MATERIAL FOR THIS EXERCISE START

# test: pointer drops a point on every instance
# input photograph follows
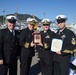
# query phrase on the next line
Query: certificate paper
(56, 45)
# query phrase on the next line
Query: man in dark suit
(62, 58)
(27, 51)
(43, 48)
(8, 47)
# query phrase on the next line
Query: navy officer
(61, 58)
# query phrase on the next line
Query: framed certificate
(56, 45)
(37, 38)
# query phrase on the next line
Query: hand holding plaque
(37, 38)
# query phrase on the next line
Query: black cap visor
(60, 21)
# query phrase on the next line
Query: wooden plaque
(36, 38)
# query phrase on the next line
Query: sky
(41, 8)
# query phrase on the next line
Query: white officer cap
(61, 17)
(31, 21)
(11, 18)
(46, 21)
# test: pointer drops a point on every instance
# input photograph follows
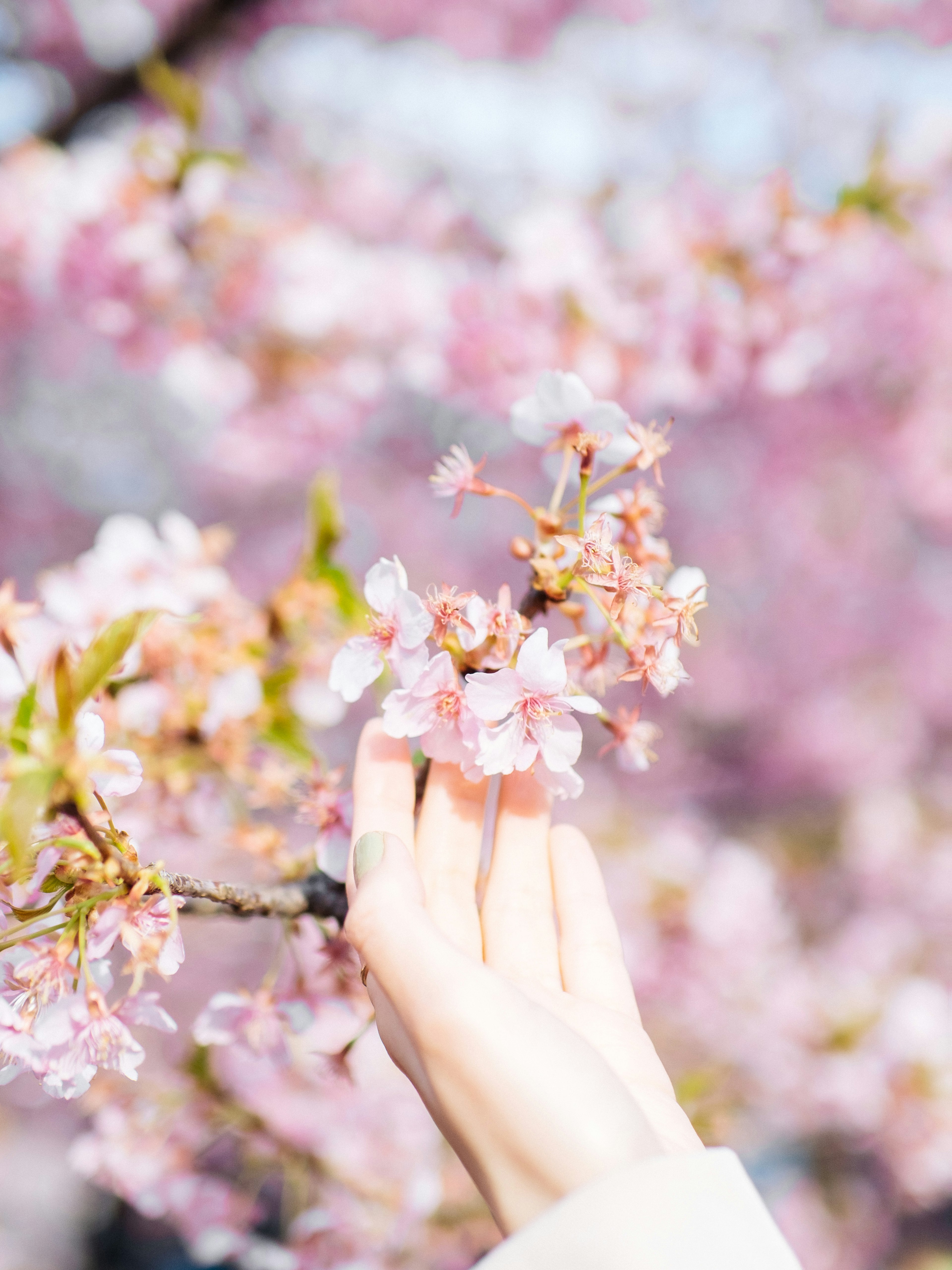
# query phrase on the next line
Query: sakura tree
(211, 707)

MATERIAL FOR THIS EXERCISE END

YOUR GOAL: In the answer, the data should reappear exactly, with no pictures.

ANSWER SECTION:
# test: pointer drops a point on every instance
# input photograph follows
# query phrase on the next line
Query: certificate paper
(56, 45)
# query phrase on the next line
Query: man in dark suit
(62, 58)
(27, 51)
(43, 48)
(8, 47)
# query phrase on the next line
Query: navy officer
(61, 58)
# query phrase on the next line
Query: framed certificate
(56, 45)
(37, 38)
# query phrase on the next line
Query: hand holding plaque
(37, 38)
# query phrase on the next line
Query: black cap visor
(60, 21)
# query phrase on the next line
Query: wooden plaque
(36, 38)
# query phrase on the next line
Query: sky
(41, 8)
# query phrase on the next line
Query: white officer cap
(61, 17)
(31, 21)
(11, 18)
(46, 21)
# test: pointer drops a point on every instance
# input photograph follows
# query phrase on the next line
Query: sakura tree
(211, 707)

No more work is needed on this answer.